* **WHAT IS REQUIRED**: Report every line in the listing below that contains the string "cloud", with matching case.

* **RECORDED DATA**:
— start —
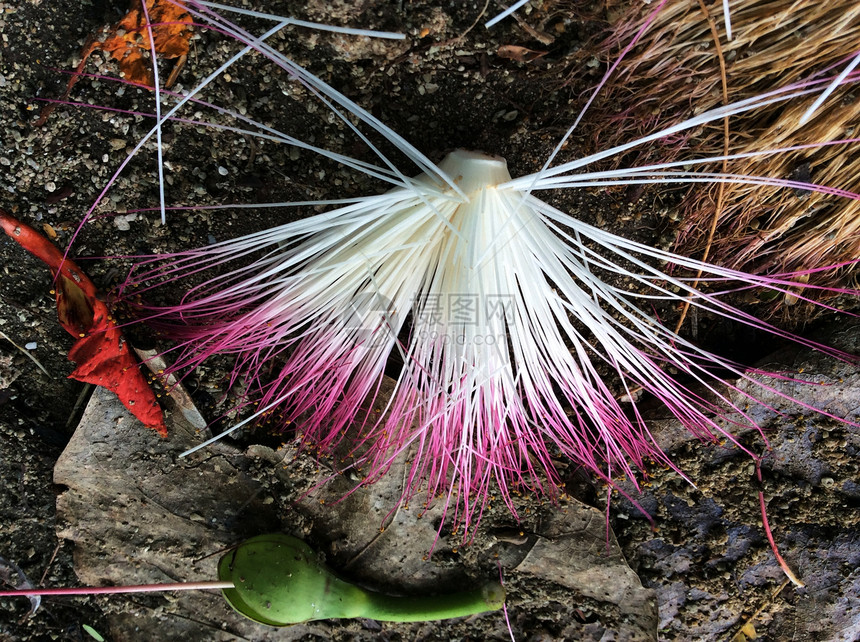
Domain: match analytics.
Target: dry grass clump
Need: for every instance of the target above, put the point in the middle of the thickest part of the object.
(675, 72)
— end —
— start —
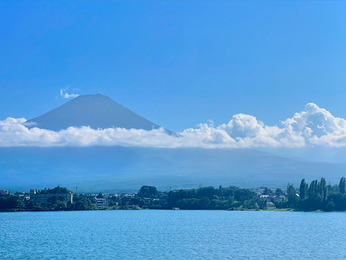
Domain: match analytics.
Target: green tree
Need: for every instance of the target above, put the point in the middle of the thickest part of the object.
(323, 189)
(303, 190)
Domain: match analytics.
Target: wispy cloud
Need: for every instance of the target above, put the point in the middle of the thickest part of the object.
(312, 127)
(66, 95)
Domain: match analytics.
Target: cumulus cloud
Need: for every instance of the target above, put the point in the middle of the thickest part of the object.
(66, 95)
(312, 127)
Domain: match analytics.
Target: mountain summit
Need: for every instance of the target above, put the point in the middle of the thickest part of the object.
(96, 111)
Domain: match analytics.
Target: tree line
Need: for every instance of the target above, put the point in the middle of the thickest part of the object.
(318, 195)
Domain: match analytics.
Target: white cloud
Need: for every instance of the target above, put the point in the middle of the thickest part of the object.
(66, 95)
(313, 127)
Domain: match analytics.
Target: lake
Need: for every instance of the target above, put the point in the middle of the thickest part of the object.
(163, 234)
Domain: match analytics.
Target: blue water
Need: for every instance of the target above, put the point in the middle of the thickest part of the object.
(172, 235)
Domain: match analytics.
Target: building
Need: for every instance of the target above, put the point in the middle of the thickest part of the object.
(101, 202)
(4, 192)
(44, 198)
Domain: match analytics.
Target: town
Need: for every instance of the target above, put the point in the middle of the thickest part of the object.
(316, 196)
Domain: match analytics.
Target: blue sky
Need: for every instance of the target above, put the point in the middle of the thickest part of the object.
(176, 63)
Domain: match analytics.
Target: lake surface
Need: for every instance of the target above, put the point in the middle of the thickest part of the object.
— end —
— start —
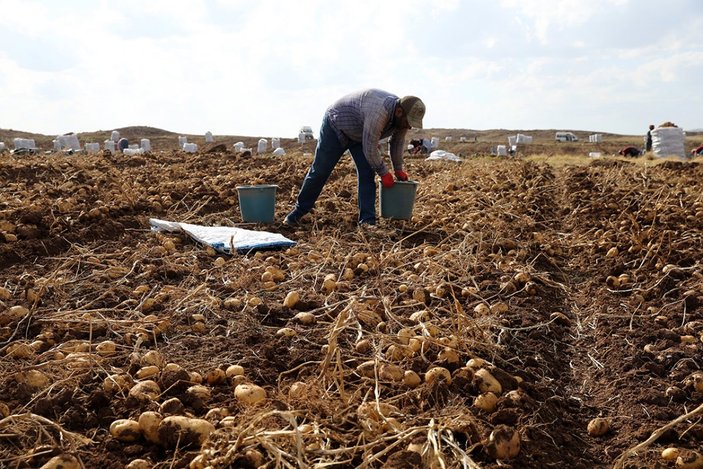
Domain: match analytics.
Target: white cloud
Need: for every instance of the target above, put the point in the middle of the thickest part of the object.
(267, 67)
— end —
* **OUTPUT BELOW**:
Target: wispy cloud
Target: cumulus cloud
Target: white cloud
Target: white cloud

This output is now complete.